Start of PASSAGE TO READ

If I could do that, then I could seal it. Rustoleum makes a floor paint now which might work on top if the whole thing.
My husband kept promising to fix it, but did not. Now the tile is REALLY crumbling. He used to wax the church’s tile floors like you did. They always looked so good after buffing.
Use a roller loaded with paint and just paint over it. That is safer than tearing the stuff out and hauling it out.
I know people who died from mesothelioma from asbestos, but they never worked around it. I worked around it and have plaques in my pleural cavity, but it is not in much danger of moving.
Thanks for the additional information. There always are tradeoffs. One just needs to accurately assess them.
I remember halon fire extinguishers were very good at putting out fires, especially gasoline fires. They banned them because halon was bad for the atmosphere. I always wondered the tradeoffs to the atmosphere of the fires that got out of control because of the lack of halon versus the release of halon. I guess I doubted the honesty of our scientist even then.

End of PASSAGE TO READ
Start of DATA RECORDS

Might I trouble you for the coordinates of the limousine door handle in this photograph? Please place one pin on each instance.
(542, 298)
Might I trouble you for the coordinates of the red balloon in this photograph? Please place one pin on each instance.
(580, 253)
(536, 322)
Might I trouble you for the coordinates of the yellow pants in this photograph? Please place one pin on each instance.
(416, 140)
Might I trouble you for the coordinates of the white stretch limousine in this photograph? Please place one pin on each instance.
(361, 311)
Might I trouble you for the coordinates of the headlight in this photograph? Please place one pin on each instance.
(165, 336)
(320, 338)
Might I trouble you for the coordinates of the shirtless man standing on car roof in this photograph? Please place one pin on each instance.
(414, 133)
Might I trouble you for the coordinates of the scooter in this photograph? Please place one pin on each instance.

End of DATA RECORDS

• EXERCISES:
(1) Please transcribe the floor tile comments, everything from "If I could do" down to "danger of moving.".
(2) Answer these from the floor tile comments:
(a) What does Rustoleum make now?
(b) What tool is suggested for painting over the tile?
(c) Why were halon fire extinguishers banned?
The records are separate material, unrelated to the floor tile comments.

• ANSWERS TO THIS EXERCISE:
(1)
If I could do that, then I could seal it. Rustoleum makes a floor paint now which might work on top if the whole thing.
My husband kept promising to fix it, but did not. Now the tile is REALLY crumbling. He used to wax the church’s tile floors like you did. They always looked so good after buffing.
Use a roller loaded with paint and just paint over it. That is safer than tearing the stuff out and hauling it out.
I know people who died from mesothelioma from asbestos, but they never worked around it. I worked around it and have plaques in my pleural cavity, but it is not in much danger of moving.

(2)
(a) A floor paint.
(b) A roller loaded with paint.
(c) Halon was bad for the atmosphere.